The task. Lines from the one containing "as in (759,780)" through the end of the data are to be returned exactly, and no others.

Information given.
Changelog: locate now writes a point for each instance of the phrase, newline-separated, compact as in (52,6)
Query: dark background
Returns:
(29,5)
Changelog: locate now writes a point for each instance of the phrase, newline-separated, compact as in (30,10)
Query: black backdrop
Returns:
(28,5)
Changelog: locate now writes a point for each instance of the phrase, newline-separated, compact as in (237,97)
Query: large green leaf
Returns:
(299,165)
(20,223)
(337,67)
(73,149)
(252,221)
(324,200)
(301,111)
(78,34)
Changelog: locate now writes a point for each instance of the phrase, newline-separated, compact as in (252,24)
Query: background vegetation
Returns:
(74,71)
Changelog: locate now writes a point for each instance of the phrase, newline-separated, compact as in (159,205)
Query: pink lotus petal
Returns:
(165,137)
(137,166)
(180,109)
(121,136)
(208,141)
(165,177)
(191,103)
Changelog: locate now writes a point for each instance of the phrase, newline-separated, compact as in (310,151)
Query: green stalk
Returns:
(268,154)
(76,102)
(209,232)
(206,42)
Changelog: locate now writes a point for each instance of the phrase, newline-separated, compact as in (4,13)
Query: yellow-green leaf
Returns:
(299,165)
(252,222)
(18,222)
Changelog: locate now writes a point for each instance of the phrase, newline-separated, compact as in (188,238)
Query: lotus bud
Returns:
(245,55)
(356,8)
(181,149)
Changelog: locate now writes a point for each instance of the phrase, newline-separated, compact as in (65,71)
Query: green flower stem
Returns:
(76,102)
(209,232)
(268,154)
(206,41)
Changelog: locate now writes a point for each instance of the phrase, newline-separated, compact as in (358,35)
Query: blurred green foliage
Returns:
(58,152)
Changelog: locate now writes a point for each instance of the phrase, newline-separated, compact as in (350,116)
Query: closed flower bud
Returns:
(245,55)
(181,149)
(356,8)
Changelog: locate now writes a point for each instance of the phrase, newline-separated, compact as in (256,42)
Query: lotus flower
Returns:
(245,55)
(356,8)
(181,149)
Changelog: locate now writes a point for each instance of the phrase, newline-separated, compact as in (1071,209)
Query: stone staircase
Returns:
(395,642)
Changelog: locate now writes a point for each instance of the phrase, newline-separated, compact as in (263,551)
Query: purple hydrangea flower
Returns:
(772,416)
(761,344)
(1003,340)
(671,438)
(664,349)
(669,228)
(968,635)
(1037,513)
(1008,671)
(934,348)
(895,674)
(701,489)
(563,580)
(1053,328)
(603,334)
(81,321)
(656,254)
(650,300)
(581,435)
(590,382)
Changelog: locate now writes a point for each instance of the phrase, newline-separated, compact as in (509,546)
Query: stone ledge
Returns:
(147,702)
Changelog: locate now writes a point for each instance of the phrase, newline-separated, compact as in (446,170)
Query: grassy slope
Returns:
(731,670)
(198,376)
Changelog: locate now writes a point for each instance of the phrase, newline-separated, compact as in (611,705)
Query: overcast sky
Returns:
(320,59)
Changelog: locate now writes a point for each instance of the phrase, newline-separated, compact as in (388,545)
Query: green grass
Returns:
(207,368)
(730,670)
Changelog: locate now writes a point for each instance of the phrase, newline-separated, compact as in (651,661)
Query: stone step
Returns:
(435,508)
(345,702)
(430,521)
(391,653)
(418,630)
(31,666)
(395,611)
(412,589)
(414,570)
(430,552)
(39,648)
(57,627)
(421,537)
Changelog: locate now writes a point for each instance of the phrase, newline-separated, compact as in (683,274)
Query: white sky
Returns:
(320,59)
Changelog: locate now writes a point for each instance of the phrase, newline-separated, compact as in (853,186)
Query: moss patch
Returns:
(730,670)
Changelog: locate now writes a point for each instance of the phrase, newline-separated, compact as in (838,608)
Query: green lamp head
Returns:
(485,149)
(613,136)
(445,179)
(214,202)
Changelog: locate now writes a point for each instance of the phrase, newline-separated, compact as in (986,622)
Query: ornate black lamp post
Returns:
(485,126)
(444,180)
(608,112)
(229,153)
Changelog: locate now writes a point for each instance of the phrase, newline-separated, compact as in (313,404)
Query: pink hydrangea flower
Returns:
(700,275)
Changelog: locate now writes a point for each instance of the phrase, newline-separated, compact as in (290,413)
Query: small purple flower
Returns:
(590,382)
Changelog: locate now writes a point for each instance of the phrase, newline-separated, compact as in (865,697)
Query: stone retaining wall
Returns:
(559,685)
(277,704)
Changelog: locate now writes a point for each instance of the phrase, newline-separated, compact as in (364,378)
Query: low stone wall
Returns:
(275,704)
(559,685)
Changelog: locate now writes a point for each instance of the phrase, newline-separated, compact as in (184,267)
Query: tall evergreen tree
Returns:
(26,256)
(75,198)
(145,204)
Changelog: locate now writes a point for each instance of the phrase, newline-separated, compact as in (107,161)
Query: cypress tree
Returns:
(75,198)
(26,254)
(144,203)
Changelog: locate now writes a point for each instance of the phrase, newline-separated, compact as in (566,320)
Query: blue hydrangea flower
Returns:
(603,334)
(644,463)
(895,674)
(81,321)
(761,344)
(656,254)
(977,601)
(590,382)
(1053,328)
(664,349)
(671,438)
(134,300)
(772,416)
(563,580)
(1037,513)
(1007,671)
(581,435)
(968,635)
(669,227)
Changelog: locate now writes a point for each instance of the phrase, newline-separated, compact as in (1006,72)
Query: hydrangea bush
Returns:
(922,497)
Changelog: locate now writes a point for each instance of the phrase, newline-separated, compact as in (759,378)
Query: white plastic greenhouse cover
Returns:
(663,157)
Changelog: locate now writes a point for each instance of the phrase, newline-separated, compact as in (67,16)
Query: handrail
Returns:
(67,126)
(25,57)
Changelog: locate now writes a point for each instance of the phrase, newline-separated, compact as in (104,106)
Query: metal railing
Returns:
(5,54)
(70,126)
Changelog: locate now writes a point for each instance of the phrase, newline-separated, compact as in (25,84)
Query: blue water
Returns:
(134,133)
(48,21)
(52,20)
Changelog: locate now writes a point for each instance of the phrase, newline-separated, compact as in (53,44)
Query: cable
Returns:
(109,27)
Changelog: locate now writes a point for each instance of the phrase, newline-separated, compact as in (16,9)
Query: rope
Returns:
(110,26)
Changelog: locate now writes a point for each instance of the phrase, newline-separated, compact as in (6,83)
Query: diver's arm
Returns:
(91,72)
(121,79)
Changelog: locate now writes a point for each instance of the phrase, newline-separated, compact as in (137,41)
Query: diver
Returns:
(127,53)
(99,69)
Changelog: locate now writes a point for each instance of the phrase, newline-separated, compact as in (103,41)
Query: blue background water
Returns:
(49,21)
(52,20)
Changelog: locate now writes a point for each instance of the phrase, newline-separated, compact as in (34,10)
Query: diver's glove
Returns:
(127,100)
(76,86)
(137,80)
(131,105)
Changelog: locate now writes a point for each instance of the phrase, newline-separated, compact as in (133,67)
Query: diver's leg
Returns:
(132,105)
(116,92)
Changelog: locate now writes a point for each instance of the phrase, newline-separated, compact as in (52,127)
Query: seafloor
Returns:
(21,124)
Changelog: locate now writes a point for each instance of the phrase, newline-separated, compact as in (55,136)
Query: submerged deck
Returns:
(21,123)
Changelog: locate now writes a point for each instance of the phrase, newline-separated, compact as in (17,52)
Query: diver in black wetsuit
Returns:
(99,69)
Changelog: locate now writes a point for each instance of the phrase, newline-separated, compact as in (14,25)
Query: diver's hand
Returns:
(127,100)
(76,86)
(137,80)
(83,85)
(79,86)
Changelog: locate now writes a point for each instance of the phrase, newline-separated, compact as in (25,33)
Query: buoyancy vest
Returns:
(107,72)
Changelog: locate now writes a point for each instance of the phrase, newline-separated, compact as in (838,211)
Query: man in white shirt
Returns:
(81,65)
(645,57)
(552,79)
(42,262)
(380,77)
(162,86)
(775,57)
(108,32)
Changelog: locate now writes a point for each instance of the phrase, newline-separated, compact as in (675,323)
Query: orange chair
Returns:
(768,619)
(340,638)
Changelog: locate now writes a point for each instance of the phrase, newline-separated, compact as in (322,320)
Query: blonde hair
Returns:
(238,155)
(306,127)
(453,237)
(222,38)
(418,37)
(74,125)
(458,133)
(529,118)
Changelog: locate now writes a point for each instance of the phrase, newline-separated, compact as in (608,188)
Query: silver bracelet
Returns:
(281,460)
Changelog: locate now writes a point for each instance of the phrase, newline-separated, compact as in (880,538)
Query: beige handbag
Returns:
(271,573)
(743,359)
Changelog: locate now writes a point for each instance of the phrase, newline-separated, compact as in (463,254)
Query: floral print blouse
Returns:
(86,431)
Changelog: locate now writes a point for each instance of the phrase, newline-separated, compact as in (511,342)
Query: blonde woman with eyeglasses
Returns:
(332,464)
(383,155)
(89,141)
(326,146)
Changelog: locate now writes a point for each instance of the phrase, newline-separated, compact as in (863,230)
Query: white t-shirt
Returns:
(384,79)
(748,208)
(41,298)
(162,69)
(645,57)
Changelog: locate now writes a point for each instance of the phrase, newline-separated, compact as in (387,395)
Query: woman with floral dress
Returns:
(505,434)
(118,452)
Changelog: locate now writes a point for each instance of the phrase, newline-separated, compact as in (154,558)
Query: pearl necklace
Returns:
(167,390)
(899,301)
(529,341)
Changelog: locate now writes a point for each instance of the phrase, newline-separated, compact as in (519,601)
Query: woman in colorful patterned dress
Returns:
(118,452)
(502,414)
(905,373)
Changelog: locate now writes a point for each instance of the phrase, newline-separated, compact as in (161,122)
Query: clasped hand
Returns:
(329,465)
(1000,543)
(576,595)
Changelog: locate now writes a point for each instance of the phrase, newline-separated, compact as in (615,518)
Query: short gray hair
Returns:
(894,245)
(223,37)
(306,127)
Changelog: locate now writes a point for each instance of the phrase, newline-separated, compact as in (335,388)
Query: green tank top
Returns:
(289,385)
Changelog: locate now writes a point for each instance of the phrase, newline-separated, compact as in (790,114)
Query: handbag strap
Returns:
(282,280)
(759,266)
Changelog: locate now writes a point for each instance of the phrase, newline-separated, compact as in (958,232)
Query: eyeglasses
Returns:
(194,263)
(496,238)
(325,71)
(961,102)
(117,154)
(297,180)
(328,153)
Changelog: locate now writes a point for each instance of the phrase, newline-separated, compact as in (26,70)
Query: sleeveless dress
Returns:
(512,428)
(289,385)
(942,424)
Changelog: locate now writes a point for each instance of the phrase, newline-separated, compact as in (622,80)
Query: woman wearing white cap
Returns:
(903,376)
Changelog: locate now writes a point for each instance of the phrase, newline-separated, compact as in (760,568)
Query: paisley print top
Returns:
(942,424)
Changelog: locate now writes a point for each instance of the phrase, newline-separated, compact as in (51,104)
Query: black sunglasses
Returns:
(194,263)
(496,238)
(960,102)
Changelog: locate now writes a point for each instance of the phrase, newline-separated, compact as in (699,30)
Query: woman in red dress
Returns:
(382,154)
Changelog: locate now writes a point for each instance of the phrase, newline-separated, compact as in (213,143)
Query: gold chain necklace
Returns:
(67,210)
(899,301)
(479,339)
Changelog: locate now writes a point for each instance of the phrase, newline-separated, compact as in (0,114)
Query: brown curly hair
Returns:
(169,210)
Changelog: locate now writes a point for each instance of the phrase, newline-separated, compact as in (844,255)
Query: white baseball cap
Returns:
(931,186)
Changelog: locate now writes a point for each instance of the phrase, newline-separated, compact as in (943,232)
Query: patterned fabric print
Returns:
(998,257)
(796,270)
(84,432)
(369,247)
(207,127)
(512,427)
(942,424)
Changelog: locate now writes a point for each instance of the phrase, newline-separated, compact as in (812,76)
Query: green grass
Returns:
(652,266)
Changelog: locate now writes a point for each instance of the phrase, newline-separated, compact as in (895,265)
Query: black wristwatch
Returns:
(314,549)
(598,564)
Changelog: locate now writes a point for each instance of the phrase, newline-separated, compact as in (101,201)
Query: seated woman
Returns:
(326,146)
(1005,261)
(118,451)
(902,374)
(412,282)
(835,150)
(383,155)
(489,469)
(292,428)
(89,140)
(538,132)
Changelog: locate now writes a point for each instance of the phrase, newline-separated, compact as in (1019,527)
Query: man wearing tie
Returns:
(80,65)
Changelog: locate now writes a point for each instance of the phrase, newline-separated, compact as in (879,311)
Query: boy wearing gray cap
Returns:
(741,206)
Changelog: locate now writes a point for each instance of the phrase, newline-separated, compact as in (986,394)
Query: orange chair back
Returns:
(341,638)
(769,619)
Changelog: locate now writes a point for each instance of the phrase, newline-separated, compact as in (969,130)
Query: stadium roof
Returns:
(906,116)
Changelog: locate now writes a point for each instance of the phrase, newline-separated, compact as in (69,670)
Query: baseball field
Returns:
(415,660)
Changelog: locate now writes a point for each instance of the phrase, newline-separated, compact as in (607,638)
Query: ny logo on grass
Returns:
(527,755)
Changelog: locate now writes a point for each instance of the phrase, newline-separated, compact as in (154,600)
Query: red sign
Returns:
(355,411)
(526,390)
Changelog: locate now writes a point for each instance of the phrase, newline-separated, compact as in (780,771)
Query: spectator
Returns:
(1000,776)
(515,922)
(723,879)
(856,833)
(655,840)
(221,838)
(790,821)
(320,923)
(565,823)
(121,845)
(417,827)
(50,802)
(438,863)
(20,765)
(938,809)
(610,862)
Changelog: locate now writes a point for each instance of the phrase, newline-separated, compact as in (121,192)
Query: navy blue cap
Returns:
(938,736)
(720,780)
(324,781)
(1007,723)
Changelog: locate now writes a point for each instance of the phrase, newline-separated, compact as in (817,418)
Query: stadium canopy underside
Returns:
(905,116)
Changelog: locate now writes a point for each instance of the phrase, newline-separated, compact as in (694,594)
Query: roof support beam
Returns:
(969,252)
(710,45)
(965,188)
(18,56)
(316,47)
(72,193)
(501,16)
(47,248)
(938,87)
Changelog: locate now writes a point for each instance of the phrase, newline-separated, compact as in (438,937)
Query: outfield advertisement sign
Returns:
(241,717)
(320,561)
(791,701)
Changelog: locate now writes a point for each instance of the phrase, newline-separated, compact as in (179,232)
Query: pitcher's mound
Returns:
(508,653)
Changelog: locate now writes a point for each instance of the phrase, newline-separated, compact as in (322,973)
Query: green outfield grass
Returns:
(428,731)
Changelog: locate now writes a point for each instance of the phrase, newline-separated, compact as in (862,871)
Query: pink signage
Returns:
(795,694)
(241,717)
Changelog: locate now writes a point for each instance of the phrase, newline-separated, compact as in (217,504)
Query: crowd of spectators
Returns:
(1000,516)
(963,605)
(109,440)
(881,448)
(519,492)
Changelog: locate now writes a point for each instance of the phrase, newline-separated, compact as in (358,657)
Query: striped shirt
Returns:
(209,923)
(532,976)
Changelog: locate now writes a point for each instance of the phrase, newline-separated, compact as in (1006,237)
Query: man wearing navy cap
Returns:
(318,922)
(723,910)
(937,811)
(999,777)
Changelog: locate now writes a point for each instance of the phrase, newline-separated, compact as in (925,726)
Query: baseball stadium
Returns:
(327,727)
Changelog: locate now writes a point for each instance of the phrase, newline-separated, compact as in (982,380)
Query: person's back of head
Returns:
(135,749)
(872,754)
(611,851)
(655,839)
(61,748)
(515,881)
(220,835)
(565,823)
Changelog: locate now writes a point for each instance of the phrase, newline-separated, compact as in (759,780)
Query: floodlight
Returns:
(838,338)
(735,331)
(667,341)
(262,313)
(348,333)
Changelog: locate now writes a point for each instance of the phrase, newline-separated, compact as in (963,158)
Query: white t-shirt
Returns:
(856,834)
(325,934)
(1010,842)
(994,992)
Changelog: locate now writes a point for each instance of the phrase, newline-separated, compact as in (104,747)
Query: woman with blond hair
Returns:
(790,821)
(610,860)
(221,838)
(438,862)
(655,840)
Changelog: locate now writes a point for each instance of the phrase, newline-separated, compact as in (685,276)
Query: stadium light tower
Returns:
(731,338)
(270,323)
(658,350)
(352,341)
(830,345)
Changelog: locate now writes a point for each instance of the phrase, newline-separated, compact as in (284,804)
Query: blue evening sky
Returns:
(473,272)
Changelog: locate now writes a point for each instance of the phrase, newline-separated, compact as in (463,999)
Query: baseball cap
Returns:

Problem solution.
Changelog: locate now writes a point for each instance of the phrase, newline-separated, compact as in (759,780)
Query: floodlight
Returns:
(838,338)
(735,331)
(667,341)
(262,313)
(348,333)
Changelog: locate now writes a point for each instance of the phrase, newline-separated, compact as in (963,158)
Query: white t-shirt
Returns:
(856,834)
(325,934)
(1010,842)
(994,992)
Changelog: locate now writes a point for each instance of the phrase, newline-separated, compact as in (104,747)
Query: woman with blond hair
Returns:
(790,821)
(610,860)
(221,838)
(438,862)
(655,840)
Changelog: locate now writes a point for each instance of the phrase, newline-separated, compact as in (685,276)
Query: stadium light tower
Returns:
(731,338)
(270,323)
(658,350)
(352,341)
(830,345)
Changelog: locate now writes a point for each instance of the phrase, newline-separated, compact as in (284,804)
Query: blue evening sky
Returns:
(473,272)
Changelog: locate now writes a point for each instance of the phrase, newline-separated, compact as in (463,999)
Query: baseball cap
Returns:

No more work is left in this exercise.